• [ENTRIES]
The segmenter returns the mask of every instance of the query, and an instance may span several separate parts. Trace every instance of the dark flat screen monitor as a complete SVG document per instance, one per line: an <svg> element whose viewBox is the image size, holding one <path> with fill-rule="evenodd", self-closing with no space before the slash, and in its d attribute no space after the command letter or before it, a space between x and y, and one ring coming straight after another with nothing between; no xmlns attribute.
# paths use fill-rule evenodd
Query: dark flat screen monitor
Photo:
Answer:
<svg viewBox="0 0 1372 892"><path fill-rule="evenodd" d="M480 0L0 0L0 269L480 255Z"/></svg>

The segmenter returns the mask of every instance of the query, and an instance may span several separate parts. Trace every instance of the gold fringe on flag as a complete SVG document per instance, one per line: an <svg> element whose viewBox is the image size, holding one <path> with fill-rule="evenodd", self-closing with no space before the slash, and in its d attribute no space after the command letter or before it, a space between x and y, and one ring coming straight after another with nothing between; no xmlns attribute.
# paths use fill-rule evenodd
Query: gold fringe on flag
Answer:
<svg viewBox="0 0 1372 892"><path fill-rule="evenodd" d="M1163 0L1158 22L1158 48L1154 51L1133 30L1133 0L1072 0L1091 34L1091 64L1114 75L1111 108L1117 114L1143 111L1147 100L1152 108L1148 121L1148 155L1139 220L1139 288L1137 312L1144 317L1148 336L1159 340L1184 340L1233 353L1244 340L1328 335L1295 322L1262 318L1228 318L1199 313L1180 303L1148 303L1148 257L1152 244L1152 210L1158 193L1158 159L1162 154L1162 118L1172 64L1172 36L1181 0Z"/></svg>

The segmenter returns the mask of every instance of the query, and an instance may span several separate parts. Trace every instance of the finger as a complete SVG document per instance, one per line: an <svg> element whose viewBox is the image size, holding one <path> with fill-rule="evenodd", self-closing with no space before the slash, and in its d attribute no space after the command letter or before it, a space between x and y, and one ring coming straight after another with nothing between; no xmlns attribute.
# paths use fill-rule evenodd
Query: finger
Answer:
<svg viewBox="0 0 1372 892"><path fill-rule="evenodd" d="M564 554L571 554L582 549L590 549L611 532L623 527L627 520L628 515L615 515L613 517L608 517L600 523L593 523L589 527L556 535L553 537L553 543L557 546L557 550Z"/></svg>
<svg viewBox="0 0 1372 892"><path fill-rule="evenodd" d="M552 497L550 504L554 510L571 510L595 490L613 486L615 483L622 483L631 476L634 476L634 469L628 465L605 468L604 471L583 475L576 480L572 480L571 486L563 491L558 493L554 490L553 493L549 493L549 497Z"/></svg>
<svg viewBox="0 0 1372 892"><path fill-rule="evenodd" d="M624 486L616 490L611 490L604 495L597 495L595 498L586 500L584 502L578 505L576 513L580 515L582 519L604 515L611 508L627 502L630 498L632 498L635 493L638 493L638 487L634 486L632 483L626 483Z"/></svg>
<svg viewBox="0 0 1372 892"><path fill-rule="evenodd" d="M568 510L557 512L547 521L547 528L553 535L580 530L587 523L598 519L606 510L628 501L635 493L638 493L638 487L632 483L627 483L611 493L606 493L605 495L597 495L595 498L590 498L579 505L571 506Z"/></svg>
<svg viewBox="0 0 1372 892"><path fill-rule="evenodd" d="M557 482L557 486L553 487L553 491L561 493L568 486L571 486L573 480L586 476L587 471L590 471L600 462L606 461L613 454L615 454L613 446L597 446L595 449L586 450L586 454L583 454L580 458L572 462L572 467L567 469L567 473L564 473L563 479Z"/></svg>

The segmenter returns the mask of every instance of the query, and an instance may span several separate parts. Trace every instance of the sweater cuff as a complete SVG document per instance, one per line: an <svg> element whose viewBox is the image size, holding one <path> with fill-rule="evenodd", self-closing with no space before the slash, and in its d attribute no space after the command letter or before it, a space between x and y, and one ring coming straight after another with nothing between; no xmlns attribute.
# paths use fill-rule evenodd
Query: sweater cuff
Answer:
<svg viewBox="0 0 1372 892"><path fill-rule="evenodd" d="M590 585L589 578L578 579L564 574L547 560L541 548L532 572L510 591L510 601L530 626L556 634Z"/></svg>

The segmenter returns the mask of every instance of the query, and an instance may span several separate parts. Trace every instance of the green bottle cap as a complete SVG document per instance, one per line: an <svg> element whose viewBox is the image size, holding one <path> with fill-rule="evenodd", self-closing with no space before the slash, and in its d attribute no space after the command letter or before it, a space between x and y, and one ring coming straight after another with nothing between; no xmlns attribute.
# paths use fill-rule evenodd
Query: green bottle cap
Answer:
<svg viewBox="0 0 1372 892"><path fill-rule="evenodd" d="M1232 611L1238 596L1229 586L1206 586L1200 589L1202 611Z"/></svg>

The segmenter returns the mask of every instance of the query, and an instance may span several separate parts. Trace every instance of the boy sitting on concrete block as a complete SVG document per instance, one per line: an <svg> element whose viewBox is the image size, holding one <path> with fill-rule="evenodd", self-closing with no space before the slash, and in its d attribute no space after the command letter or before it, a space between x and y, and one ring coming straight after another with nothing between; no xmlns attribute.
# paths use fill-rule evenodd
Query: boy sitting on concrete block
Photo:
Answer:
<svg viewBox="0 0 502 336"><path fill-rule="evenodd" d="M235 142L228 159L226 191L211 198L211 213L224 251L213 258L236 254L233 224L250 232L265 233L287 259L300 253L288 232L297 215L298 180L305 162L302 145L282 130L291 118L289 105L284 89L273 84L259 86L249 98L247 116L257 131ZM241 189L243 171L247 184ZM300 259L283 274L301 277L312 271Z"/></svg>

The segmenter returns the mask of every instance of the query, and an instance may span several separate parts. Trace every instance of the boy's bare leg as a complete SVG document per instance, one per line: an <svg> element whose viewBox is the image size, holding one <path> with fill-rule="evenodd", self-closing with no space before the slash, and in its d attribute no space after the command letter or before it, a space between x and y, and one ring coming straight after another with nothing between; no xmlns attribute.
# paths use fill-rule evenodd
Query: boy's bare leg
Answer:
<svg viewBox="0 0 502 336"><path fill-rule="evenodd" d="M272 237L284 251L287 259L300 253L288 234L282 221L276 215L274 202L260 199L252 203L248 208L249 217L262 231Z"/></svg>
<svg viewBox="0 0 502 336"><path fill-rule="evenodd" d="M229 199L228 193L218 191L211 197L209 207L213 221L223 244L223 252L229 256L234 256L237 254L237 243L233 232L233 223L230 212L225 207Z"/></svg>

• [TASK OBJECTIVE]
Retype all of the data above exactly as it stands, keeping every line unchanged.

• [RESULT OF THIS EXERCISE]
The segmenter returns the mask of every instance of the query, and an instance may span several separate parts. Trace every instance of the dark flat screen monitor as a complete SVG document per instance, one per line: an <svg> element whose viewBox is the image size, holding one <path> with fill-rule="evenodd", self-closing with no space before the slash, and in its d attribute no space after the command letter or before it, a space between x and y, and one ring coming straight after another with nothing between; no xmlns attribute.
# paths use fill-rule evenodd
Query: dark flat screen monitor
Photo:
Answer:
<svg viewBox="0 0 1372 892"><path fill-rule="evenodd" d="M480 0L0 0L0 269L480 255Z"/></svg>

The segmenter returns the mask of every instance of the query, and an instance may span several separate parts. Trace every instance of the gold fringe on flag as a complete SVG document per instance, one per line: an <svg> element whose viewBox is the image size, holding one <path> with fill-rule="evenodd", self-closing with no space before the slash, and in its d attribute no space after the command letter or before it, a space between x and y, and one ring coming straight after another with nothing between; no xmlns attribute.
# paths use fill-rule evenodd
Query: gold fringe on flag
Answer:
<svg viewBox="0 0 1372 892"><path fill-rule="evenodd" d="M1163 0L1158 22L1158 48L1154 51L1133 30L1133 0L1072 0L1091 34L1091 64L1114 75L1111 108L1117 114L1143 111L1147 100L1152 108L1148 121L1148 155L1139 220L1139 288L1137 312L1144 317L1148 336L1159 340L1184 340L1233 353L1244 340L1328 335L1295 322L1262 318L1228 318L1199 313L1180 303L1148 303L1148 257L1152 244L1152 210L1158 193L1158 159L1162 154L1162 118L1172 64L1172 36L1181 0Z"/></svg>

The segmenter returns the mask of every instance of the query, and an instance may span several separate parts. Trace every instance of the finger as a complete SVG document per instance, one per line: an <svg> element whose viewBox is the image size, holding one <path> with fill-rule="evenodd", self-closing with no space before the slash, and in its d attribute no space after the command letter or before it, a space between x and y, and one ring coming straight after another with nothing between; no xmlns attribute.
# paths use fill-rule evenodd
Query: finger
Answer:
<svg viewBox="0 0 1372 892"><path fill-rule="evenodd" d="M564 554L571 554L582 549L590 549L611 532L623 527L627 520L628 515L615 515L613 517L608 517L600 523L593 523L589 527L556 535L553 537L553 543L557 546L557 550Z"/></svg>
<svg viewBox="0 0 1372 892"><path fill-rule="evenodd" d="M552 497L550 504L554 510L571 510L595 490L613 486L615 483L622 483L631 476L634 476L634 469L628 465L605 468L604 471L583 475L576 480L572 480L571 486L563 491L558 493L554 490L553 493L549 493L549 497Z"/></svg>
<svg viewBox="0 0 1372 892"><path fill-rule="evenodd" d="M624 486L616 490L611 490L604 495L597 495L595 498L586 500L584 502L578 505L576 513L580 515L582 519L604 515L611 508L627 502L630 498L632 498L635 493L638 493L638 487L634 486L632 483L626 483Z"/></svg>
<svg viewBox="0 0 1372 892"><path fill-rule="evenodd" d="M568 510L557 512L547 521L547 528L553 535L580 530L587 523L598 519L606 510L628 501L635 493L638 493L638 487L632 483L627 483L611 493L606 493L605 495L597 495L595 498L590 498L579 505L571 506Z"/></svg>
<svg viewBox="0 0 1372 892"><path fill-rule="evenodd" d="M557 482L557 486L553 487L553 491L561 493L568 486L571 486L573 480L586 476L587 471L590 471L600 462L606 461L613 454L615 454L613 446L597 446L595 449L586 450L586 454L583 454L580 458L572 462L572 467L567 469L567 473L564 473L563 479Z"/></svg>

The segmenter returns the mask of every instance of the query, and an instance may span several separate parts. Trace every instance of the sweater cuff as a complete SVG document per instance, one per line: an <svg> element whose viewBox is the image size, holding one <path> with fill-rule="evenodd", self-closing with no space before the slash, and in its d attribute no space after the command letter or before it, a space between x and y, and one ring coming straight after another with nothing between; no xmlns attribute.
# paths use fill-rule evenodd
Query: sweater cuff
Answer:
<svg viewBox="0 0 1372 892"><path fill-rule="evenodd" d="M590 585L589 578L578 579L564 574L547 560L541 548L532 572L510 591L510 601L530 626L556 634Z"/></svg>

The segmenter returns the mask of every instance of the query, and an instance may span several separate parts. Trace every instance of the green bottle cap as a complete SVG document per instance, one per line: an <svg> element whose viewBox is the image size, holding one <path> with fill-rule="evenodd", self-closing with no space before the slash, and in its d attribute no space after the command letter or before it, a space between x and y, and one ring coming straight after another with nothing between; no xmlns attribute.
# paths use fill-rule evenodd
Query: green bottle cap
Answer:
<svg viewBox="0 0 1372 892"><path fill-rule="evenodd" d="M1232 611L1238 596L1229 586L1206 586L1200 589L1202 611Z"/></svg>

The segmenter returns the mask of every instance of the query, and an instance may span several separate parts. Trace every instance of the boy sitting on concrete block as a complete SVG document per instance, one per line: an <svg> element whose viewBox is the image size, holding one <path> with fill-rule="evenodd", self-closing with no space before the slash, and in its d attribute no space after the command letter or before it, a space between x and y, and one ring coming straight after another with nothing between; no xmlns attribute.
# paths use fill-rule evenodd
Query: boy sitting on concrete block
Photo:
Answer:
<svg viewBox="0 0 502 336"><path fill-rule="evenodd" d="M235 142L228 159L226 191L211 198L211 213L224 251L213 258L236 254L233 224L250 232L265 233L287 259L300 253L288 232L297 215L298 180L305 162L302 145L282 130L291 118L289 105L284 89L273 84L259 86L249 98L247 116L257 131ZM241 189L243 171L247 184ZM300 259L283 274L301 277L312 271Z"/></svg>

The segmenter returns the mask of every instance of the query, and an instance may span several separate parts. Trace every instance of the boy's bare leg as a complete SVG document per instance, one per line: an <svg> element whose viewBox is the image size, holding one <path> with fill-rule="evenodd", self-closing with no space before the slash, and in its d attribute no space after the command letter or before it, a space between x and y, and one ring coming straight after another with nothing between; no xmlns attribute.
# paths use fill-rule evenodd
Query: boy's bare leg
Answer:
<svg viewBox="0 0 502 336"><path fill-rule="evenodd" d="M272 237L284 251L287 259L300 253L288 234L282 221L276 215L274 202L260 199L252 203L248 208L249 217L262 231Z"/></svg>
<svg viewBox="0 0 502 336"><path fill-rule="evenodd" d="M229 199L228 193L218 191L211 197L209 207L213 221L223 244L223 252L229 256L234 256L237 254L237 243L233 232L233 223L230 212L225 207Z"/></svg>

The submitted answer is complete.